* TEXT PASSAGE
--- BEGIN ---
Drake Relays
- Conference: Missouri Valley
- Sport: Track and field
- Founder: 1910; 116 years ago
- Organizing body: Drake University
- Related competitions: Penn Relays
- Website: godrakebulldogs.com/relays

= Drake Relays =

American annual track and field competition

The Drake Relays is an outdoor track and field event held in Des Moines, Iowa, in Drake Stadium on the campus of Drake University. Billed as America's Athletic Classic, it is regarded as one of the top track and field events in the United States. In 2020, the Drake Relays was named a Silver Level event on the World Athletics Continental Tour, one of only two competitions in the United States to earn Silver Level status.

==History==
The inaugural Drake Relays were held in 1910. The first meet drew just 100 spectators and 82 athletes, all from Des Moines-area colleges and high schools. The second year attendance grew to 250 athletes and a crowd of some 500 spectators. In 1914, the Relays saw its first world record set. By 1922, the Relays had expanded to two days and drew 10,000 fans, becoming the first major track and field event broadcast on radio. For the 1926 Relays, Drake Stadium was built on the site of the prior host, Haskins Field.

Women's events were added beginning in 1961 with Wilma Rudolph competing in the 100 meters. The 1966 Relays began a streak of 48 consecutive Saturdays with a sellout. In 1969, a $175,000 tartan track was installed. The events at the Relays would go all-metric in 1976 and the track was rebuilt as a 400-meter oval in 1978. It was resurfaced in 1983, and in 1988 was renamed the "Jim Duncan Track" to honor the long time relays public address announcer.

Hundreds of Olympic gold medalists have competed at Drake Stadium including Caitlyn Jenner, Michael Johnson, Carl Lewis, Jesse Owens, Wilma Rudolph, Frank Shorter, Gwen Torrence, and Jeremy Wariner. Hundreds more Drake Relays competitors have gone onto compete in the Olympic Games, including 113 at the 2012 Olympic Games.
--- END ---
* BRIEF A
Pull out every line from the listing below that contains the string "rock".

* PROVIDED RECORDS
--- BEGIN ---
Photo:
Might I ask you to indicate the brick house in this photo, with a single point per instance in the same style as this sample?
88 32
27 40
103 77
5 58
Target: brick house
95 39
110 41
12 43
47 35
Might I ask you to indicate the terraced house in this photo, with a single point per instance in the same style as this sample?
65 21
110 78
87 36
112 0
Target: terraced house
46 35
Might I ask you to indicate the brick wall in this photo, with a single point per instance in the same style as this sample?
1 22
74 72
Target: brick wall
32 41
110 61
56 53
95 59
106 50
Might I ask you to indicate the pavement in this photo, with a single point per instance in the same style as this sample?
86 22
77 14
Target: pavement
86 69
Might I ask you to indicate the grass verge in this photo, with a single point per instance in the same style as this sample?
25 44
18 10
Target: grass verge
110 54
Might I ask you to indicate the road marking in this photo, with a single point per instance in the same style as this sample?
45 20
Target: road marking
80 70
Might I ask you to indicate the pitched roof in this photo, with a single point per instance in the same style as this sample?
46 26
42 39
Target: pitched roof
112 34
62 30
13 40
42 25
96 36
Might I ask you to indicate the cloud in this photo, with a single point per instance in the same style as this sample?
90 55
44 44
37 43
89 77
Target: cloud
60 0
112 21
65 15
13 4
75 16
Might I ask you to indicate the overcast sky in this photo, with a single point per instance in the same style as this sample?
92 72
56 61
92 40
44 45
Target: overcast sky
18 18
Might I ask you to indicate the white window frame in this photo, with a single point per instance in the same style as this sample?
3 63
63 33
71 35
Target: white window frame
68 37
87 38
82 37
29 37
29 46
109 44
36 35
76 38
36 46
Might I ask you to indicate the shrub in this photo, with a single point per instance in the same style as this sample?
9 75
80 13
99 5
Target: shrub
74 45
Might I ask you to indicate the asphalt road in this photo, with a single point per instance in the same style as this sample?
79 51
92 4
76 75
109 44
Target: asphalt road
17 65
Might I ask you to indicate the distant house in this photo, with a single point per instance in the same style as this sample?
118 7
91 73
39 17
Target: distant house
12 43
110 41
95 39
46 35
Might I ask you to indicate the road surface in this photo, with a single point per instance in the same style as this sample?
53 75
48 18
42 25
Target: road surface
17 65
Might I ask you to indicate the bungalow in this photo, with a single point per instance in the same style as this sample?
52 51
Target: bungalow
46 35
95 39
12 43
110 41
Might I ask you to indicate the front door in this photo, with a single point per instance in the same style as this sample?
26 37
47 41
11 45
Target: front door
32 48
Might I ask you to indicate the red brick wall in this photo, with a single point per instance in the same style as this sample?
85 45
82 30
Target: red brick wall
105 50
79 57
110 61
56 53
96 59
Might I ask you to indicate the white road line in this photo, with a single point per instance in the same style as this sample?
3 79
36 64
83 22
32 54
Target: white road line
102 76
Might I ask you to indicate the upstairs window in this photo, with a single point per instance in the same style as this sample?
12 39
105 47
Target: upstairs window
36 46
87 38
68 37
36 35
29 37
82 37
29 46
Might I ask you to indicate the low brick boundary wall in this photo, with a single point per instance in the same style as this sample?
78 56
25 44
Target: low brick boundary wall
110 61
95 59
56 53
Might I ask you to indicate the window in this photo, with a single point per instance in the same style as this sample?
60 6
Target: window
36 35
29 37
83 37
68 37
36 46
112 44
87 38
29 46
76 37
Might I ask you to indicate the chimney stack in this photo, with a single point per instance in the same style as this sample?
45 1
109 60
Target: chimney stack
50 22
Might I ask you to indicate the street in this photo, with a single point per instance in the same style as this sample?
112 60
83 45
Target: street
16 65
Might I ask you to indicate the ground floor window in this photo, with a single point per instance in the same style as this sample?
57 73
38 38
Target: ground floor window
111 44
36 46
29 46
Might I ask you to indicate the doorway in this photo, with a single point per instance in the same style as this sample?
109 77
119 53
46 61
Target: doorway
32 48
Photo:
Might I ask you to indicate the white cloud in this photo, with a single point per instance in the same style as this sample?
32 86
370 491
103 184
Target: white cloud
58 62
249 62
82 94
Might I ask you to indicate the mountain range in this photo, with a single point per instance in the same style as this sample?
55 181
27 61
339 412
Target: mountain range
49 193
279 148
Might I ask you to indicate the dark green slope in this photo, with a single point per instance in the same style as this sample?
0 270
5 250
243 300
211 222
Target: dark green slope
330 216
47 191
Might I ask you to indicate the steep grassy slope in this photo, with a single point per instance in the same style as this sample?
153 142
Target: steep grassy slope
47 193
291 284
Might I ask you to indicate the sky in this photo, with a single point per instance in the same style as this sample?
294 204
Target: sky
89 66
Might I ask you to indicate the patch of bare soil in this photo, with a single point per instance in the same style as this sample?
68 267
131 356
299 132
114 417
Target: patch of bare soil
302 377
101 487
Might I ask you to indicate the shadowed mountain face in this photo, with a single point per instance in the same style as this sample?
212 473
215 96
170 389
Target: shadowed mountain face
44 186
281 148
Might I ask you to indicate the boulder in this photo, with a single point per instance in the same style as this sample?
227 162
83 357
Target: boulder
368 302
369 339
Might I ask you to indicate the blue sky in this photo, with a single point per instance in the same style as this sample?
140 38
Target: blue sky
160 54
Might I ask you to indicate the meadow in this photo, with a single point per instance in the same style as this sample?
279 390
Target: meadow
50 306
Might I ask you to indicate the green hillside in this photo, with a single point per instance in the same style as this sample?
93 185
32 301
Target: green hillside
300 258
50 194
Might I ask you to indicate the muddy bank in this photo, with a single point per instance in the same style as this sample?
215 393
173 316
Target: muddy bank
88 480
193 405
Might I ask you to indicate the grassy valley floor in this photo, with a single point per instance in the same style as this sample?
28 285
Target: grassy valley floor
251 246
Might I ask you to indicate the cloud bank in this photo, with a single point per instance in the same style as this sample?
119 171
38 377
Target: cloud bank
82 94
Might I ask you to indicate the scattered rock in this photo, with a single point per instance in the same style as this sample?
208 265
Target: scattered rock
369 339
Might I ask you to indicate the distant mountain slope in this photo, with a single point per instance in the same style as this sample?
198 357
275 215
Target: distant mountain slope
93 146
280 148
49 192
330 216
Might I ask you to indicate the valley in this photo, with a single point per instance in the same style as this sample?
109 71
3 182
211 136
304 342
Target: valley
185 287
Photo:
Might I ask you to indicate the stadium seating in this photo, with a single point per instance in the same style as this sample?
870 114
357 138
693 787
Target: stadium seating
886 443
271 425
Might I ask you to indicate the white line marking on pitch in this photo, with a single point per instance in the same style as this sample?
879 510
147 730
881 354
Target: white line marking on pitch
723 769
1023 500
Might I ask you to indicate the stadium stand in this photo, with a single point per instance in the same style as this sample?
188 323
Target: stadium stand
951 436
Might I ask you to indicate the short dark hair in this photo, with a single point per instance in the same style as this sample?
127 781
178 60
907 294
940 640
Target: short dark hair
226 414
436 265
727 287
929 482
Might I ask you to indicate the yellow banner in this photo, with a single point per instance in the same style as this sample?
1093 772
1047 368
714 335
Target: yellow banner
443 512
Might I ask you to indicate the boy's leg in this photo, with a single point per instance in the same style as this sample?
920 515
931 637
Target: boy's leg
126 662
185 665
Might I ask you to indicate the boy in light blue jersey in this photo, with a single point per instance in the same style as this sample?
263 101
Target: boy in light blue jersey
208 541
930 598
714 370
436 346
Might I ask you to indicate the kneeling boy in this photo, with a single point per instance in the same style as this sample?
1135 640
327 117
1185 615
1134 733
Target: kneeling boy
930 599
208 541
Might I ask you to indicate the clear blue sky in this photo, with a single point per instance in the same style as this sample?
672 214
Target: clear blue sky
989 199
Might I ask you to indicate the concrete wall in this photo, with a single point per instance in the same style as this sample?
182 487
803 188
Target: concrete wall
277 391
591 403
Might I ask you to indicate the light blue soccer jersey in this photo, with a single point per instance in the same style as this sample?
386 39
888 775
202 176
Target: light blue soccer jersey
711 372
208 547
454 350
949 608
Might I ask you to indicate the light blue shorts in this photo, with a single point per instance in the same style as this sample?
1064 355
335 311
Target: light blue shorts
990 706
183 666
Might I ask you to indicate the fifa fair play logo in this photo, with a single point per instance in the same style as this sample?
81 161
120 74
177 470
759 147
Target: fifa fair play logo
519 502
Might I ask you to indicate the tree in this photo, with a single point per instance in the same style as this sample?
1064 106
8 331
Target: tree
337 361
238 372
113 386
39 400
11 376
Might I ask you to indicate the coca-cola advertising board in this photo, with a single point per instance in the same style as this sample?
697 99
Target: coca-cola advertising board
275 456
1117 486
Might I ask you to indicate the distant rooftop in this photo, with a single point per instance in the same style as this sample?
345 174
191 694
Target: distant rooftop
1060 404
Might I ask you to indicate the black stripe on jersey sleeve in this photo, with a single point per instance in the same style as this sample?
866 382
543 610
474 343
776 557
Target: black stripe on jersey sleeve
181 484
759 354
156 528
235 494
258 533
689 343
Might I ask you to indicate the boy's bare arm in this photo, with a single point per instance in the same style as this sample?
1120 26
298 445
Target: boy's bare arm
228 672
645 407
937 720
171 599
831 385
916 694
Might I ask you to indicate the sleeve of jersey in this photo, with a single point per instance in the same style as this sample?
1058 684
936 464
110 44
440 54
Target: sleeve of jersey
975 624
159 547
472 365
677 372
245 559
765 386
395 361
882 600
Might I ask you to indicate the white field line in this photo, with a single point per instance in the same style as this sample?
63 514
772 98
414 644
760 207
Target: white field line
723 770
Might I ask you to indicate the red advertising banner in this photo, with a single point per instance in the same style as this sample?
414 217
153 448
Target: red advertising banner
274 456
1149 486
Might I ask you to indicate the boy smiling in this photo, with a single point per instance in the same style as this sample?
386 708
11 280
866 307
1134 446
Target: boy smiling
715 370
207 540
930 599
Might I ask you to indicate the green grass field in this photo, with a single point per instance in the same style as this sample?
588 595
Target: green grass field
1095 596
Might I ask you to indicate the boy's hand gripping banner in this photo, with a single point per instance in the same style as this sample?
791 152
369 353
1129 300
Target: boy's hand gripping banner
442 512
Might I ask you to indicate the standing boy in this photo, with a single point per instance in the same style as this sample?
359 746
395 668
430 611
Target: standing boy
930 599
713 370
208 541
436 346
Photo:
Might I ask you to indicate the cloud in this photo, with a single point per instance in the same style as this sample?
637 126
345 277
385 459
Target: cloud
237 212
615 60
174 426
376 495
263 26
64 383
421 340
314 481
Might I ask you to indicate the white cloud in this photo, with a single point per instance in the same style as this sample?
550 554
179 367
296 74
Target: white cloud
--- END ---
* BRIEF B
Answer these questions from the Drake Relays text above:
(i) In which city is the event held?
(ii) In what year were women's events added?
(iii) In 1988, the track was renamed to honor a public address announcer. What is the track's new name?

* CORRECT OUTPUT A
Might I ask you to indicate the scattered rock in this photo, with a single point per instance in the same style as this sample?
Target: scattered rock

* CORRECT OUTPUT B
(i) Des Moines, Iowa
(ii) 1961
(iii) The "Jim Duncan Track"